What to do — Rewrite the lines from the first one up to and including the line with "0 166 612 411", swapping "bounding box" for "rectangle" and changing nothing else. Leave the pictures out of your answer.

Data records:
— start —

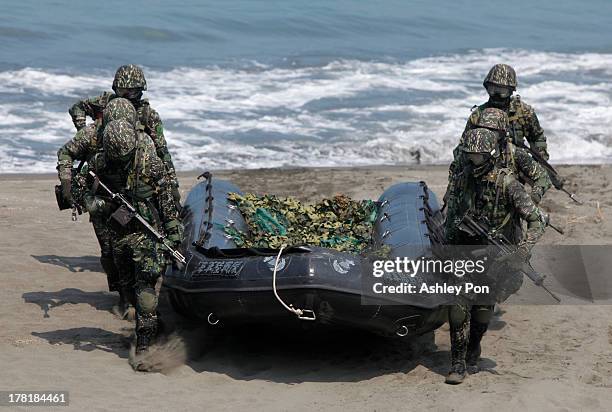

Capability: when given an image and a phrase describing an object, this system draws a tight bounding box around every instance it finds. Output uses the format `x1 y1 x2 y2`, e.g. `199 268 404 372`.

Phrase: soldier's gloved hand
172 184 181 206
531 186 544 205
87 152 106 173
73 117 87 131
495 245 531 270
164 219 184 248
60 179 72 204
85 195 110 216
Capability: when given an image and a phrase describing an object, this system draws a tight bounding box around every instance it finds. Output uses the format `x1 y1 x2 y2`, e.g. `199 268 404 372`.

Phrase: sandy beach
0 166 612 411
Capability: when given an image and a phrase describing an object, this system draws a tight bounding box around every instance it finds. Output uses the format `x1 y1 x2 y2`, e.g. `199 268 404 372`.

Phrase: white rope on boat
272 245 316 320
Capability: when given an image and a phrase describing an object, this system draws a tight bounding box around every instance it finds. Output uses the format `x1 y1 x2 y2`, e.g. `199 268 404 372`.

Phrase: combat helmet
103 120 136 161
474 107 510 133
113 64 147 93
482 64 518 90
102 97 138 127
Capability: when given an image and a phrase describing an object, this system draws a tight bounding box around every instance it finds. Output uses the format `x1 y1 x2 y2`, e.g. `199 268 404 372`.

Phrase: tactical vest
508 95 528 144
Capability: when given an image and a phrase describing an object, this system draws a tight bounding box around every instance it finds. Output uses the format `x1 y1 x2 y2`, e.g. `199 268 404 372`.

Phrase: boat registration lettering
192 260 244 277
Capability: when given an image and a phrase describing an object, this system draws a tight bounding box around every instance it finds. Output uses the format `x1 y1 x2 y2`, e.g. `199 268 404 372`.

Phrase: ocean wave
0 49 612 172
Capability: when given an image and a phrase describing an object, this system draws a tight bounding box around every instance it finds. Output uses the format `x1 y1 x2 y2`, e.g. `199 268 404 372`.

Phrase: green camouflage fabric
445 163 546 248
102 97 138 127
461 128 499 157
113 64 147 92
474 107 510 133
225 193 377 253
464 95 549 160
57 121 120 291
444 114 552 203
444 151 547 380
103 120 136 161
92 131 182 354
57 122 100 181
482 64 518 90
69 92 180 196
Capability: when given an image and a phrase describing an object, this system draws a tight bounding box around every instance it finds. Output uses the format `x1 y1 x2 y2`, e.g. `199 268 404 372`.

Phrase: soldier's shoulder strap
508 94 533 124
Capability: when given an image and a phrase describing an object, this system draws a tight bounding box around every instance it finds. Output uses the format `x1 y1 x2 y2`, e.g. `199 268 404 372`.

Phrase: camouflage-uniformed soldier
465 64 549 160
444 107 552 204
94 120 183 360
57 98 137 302
68 64 180 204
445 128 547 384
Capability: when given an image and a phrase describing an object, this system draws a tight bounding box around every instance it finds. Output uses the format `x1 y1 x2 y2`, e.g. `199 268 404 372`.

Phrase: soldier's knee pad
448 305 468 325
472 306 493 324
100 254 117 273
136 288 157 314
136 313 157 334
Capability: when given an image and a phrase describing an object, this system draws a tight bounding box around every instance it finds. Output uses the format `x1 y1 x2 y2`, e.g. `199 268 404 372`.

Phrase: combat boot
136 313 157 355
115 287 136 322
444 362 465 385
445 306 470 385
466 320 489 375
100 256 121 292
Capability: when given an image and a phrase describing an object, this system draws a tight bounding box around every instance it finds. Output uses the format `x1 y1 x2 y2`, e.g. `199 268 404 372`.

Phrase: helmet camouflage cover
103 120 136 160
482 64 517 90
113 64 147 92
462 128 499 157
102 97 138 127
474 107 510 132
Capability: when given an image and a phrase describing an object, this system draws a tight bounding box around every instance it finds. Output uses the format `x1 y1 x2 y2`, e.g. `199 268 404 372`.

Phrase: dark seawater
0 0 612 172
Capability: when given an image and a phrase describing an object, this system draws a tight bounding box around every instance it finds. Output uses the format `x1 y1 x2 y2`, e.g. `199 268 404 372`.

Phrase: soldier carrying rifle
445 128 548 384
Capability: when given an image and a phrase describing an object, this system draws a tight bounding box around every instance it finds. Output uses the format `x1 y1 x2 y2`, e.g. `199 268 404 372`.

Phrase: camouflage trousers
113 232 166 340
448 304 493 367
89 216 121 292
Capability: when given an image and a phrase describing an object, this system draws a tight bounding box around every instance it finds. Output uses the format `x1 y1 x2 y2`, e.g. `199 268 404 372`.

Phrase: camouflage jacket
57 120 102 180
68 92 178 179
445 164 546 247
97 133 178 234
464 95 549 160
444 139 552 205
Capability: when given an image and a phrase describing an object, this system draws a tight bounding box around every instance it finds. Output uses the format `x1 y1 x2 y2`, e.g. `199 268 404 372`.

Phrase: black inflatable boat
163 174 445 336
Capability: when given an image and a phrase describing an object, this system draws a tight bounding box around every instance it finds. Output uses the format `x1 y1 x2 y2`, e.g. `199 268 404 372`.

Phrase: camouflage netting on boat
225 193 377 253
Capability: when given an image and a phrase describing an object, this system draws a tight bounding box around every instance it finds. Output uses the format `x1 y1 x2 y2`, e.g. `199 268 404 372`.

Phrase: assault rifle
89 170 187 264
512 126 583 205
459 213 561 302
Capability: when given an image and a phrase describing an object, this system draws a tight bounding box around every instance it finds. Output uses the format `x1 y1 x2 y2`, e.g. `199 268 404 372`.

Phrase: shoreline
0 165 612 411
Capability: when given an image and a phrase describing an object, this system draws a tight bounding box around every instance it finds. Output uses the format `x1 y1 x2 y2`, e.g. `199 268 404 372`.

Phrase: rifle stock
89 170 187 264
459 212 561 302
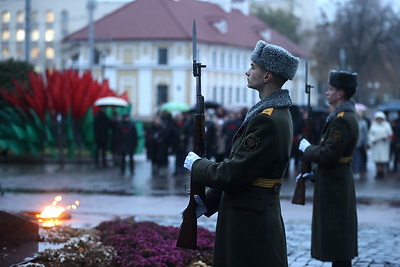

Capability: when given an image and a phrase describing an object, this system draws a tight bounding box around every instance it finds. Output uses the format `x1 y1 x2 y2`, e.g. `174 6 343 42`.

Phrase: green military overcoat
192 90 293 267
304 101 358 261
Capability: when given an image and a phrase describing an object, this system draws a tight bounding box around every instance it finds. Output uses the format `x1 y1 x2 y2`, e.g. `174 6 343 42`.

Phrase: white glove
296 172 314 183
193 195 208 218
183 151 200 171
181 195 208 219
299 138 311 152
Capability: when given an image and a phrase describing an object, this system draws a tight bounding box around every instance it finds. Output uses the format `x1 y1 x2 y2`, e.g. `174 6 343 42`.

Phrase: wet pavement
0 155 400 266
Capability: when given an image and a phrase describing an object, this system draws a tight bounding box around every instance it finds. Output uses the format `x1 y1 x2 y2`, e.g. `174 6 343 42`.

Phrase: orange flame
36 196 79 227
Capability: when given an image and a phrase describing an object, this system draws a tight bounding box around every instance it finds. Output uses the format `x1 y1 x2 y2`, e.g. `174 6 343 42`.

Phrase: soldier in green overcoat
184 41 299 267
299 71 358 267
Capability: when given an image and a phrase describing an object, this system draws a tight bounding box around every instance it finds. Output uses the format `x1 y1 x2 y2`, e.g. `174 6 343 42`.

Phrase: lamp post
367 82 381 106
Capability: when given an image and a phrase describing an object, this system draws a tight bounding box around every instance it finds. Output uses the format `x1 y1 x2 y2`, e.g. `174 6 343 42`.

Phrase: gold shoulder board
336 111 344 117
262 108 274 116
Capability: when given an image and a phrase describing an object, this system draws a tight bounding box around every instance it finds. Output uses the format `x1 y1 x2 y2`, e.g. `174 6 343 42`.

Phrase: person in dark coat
93 107 110 167
299 70 359 267
146 115 170 174
117 114 138 175
185 41 299 267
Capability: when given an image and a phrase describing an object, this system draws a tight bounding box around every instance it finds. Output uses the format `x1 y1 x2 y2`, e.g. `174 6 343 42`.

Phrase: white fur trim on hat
374 111 386 120
251 40 299 80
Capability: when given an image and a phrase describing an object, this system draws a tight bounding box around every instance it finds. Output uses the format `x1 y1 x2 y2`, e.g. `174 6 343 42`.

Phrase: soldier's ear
264 71 272 82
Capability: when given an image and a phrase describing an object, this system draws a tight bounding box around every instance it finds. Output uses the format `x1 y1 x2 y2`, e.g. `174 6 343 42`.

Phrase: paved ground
0 155 400 266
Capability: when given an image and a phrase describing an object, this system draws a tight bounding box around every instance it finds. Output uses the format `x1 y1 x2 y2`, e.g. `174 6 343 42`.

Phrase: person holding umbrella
116 114 138 175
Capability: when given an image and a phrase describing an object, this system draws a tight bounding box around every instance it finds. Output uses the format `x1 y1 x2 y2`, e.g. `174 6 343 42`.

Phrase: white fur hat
374 111 386 120
251 40 299 80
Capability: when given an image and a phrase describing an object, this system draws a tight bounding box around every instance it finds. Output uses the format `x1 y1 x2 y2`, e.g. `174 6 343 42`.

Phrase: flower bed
19 218 215 267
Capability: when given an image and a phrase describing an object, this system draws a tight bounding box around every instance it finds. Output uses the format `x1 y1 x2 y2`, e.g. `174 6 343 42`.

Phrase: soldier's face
245 62 269 89
325 85 343 107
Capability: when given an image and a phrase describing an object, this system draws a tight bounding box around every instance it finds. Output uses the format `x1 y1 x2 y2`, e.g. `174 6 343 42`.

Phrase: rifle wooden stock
176 114 205 249
292 116 312 205
176 21 206 249
292 60 312 205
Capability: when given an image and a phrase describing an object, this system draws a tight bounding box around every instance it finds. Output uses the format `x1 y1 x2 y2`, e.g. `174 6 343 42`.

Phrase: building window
220 86 226 105
31 29 40 42
157 85 168 106
31 10 39 22
31 47 39 58
46 11 54 23
44 29 55 42
17 47 24 58
17 11 25 23
16 29 25 42
158 48 168 65
1 30 10 41
122 48 133 65
46 47 55 59
1 11 11 23
211 51 218 67
1 47 10 58
61 10 69 37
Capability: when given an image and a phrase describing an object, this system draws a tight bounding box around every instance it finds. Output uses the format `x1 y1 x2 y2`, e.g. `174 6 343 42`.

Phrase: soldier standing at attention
299 71 358 267
184 41 299 267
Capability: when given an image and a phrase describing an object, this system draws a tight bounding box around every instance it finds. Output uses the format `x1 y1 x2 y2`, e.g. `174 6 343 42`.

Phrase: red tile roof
65 0 307 57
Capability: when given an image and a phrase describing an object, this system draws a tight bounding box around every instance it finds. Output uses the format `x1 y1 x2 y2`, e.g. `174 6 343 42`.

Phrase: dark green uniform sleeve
303 117 354 167
192 114 280 192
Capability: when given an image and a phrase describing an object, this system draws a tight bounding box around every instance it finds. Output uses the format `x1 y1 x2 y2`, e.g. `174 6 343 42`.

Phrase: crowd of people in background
93 108 138 175
94 103 400 179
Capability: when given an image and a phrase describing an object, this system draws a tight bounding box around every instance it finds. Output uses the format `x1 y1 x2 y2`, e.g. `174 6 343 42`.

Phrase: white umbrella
94 96 129 107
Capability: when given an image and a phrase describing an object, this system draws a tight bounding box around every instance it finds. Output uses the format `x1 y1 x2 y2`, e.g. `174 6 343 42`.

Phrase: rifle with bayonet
292 60 312 205
176 21 206 249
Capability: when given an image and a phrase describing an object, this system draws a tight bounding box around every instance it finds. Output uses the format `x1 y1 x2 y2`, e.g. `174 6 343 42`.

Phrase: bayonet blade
192 20 197 62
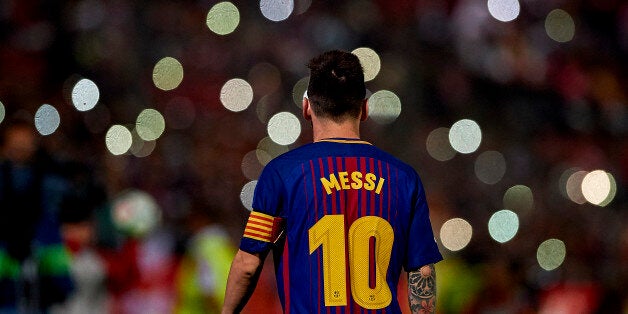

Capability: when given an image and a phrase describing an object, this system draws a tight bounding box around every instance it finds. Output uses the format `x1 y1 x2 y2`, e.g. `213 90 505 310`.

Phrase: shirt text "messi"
321 171 386 195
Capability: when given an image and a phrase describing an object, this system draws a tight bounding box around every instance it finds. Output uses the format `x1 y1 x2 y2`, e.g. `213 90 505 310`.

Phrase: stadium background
0 0 628 313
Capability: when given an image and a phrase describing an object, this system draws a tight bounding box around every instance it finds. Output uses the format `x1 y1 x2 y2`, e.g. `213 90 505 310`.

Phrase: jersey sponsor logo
320 171 386 195
244 211 283 242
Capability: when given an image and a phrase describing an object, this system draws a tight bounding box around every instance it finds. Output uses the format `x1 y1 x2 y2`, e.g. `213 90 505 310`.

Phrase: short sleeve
404 175 443 271
240 163 285 253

— end —

Worked solution —
Capability: when given an image and a phrase describing an object, this system draws a tight rectangle around every instance it finds. Output uses the format `x1 y1 x2 y2`, e.g. `199 268 404 372`.

Phrase: soldier's gloved hand
172 184 181 206
531 186 544 205
87 152 106 173
73 117 87 131
495 245 531 270
164 219 184 248
60 179 72 204
85 195 110 216
Capability: when given an image and a phrase describing an object, this system draws a tight rectangle around every instance it finds. Output uses the format `x1 y1 x2 y2`, e.g. `199 268 404 372`.

Phrase: sandy beach
0 166 612 411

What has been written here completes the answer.